▶ [Task details]: Return each line of the records that contains the string "seal", and note that case matters when matching it.

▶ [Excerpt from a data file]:
— begin —

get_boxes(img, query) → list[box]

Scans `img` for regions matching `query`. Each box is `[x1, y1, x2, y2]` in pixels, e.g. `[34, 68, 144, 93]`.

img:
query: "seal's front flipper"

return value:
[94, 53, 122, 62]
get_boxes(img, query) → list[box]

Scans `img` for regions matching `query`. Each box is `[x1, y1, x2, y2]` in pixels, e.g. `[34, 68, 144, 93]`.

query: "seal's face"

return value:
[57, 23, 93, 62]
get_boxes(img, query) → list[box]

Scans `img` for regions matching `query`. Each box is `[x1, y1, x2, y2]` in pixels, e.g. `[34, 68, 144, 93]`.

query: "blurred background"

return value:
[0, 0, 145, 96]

— end —
— begin —

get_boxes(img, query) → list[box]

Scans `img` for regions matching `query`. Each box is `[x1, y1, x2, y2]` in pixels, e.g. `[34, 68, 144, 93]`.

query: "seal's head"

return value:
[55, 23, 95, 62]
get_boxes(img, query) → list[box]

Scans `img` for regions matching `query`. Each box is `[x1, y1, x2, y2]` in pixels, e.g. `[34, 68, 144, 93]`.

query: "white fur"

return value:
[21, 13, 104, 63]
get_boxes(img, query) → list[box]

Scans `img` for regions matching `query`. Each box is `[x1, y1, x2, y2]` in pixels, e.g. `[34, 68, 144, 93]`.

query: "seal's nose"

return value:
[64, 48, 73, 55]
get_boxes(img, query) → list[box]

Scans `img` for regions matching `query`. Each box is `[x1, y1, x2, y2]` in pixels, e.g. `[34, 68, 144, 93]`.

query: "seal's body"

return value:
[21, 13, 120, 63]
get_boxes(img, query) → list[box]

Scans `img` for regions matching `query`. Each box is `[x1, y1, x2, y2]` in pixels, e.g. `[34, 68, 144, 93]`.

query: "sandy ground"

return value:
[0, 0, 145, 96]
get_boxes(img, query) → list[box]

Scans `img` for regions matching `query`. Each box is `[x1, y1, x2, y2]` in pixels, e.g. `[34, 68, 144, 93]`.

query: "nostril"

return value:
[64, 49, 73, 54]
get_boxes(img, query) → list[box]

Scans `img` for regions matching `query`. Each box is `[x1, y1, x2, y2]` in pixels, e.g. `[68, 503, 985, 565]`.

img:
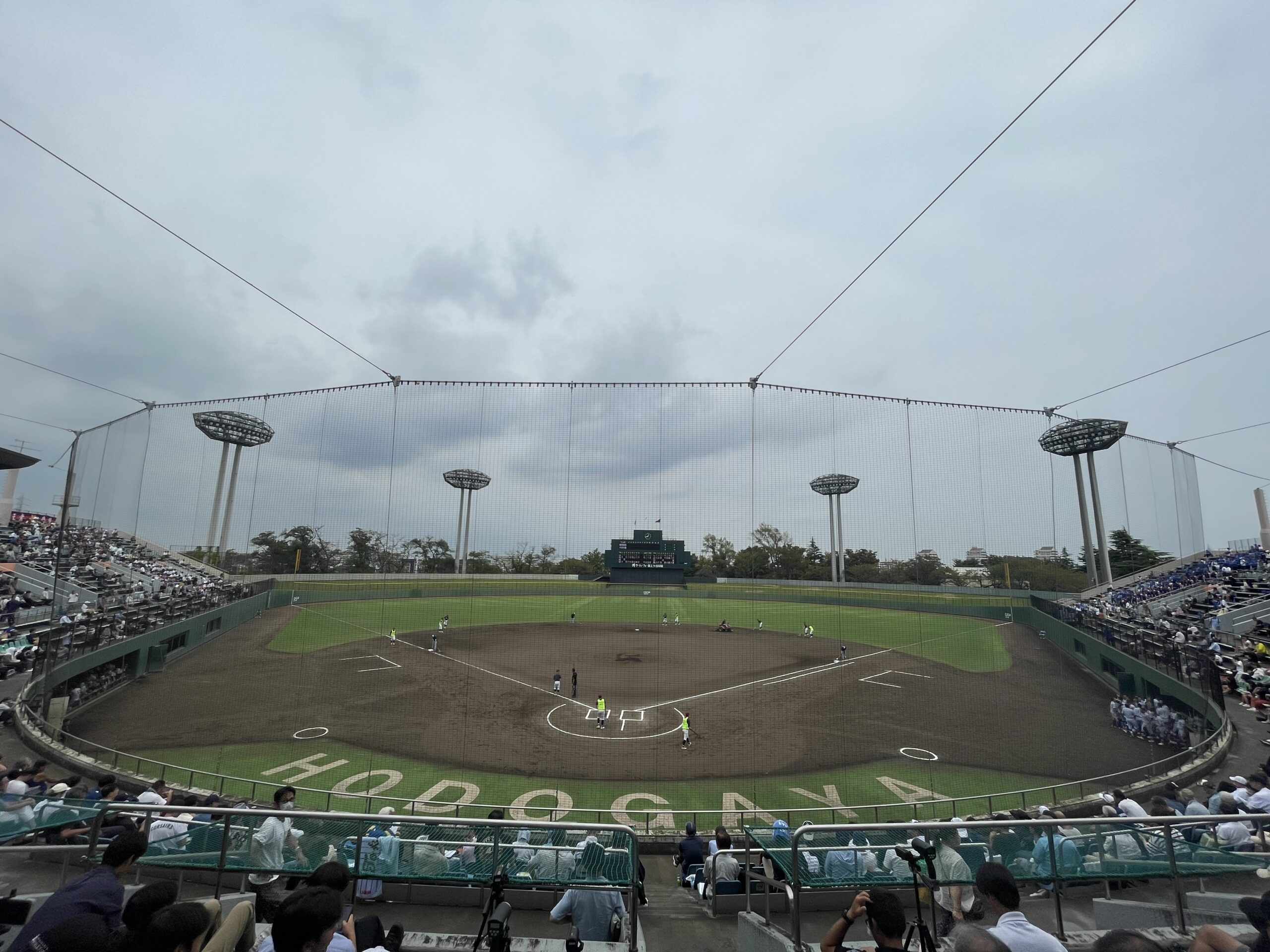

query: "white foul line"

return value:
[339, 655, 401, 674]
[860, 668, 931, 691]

— end —
— begin —

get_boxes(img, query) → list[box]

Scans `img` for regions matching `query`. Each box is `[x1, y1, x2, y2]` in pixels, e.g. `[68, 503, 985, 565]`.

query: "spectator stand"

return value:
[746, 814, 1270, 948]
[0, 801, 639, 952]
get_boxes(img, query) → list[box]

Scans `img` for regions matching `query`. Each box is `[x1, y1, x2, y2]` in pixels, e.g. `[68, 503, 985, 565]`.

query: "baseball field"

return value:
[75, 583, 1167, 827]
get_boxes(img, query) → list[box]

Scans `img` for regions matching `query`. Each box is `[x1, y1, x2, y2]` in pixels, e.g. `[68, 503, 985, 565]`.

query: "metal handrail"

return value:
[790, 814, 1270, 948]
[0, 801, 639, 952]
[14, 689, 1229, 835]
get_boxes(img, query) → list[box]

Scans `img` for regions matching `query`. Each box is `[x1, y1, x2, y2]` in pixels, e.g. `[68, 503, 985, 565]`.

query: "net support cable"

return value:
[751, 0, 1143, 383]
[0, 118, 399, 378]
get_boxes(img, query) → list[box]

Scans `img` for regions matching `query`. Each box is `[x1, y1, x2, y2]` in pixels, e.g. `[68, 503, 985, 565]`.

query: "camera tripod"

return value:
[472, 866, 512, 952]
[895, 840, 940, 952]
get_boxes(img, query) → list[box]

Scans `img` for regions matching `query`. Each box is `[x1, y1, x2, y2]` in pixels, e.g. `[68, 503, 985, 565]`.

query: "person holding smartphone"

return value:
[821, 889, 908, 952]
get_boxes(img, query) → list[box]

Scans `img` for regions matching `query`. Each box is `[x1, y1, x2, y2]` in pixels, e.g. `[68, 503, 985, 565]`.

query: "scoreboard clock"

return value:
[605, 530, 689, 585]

— end —

▶ [The completed task]:
query: "seal's front flipper"
query: "seal's face"
query: "seal's head"
query: "seal's nose"
query: "seal's body"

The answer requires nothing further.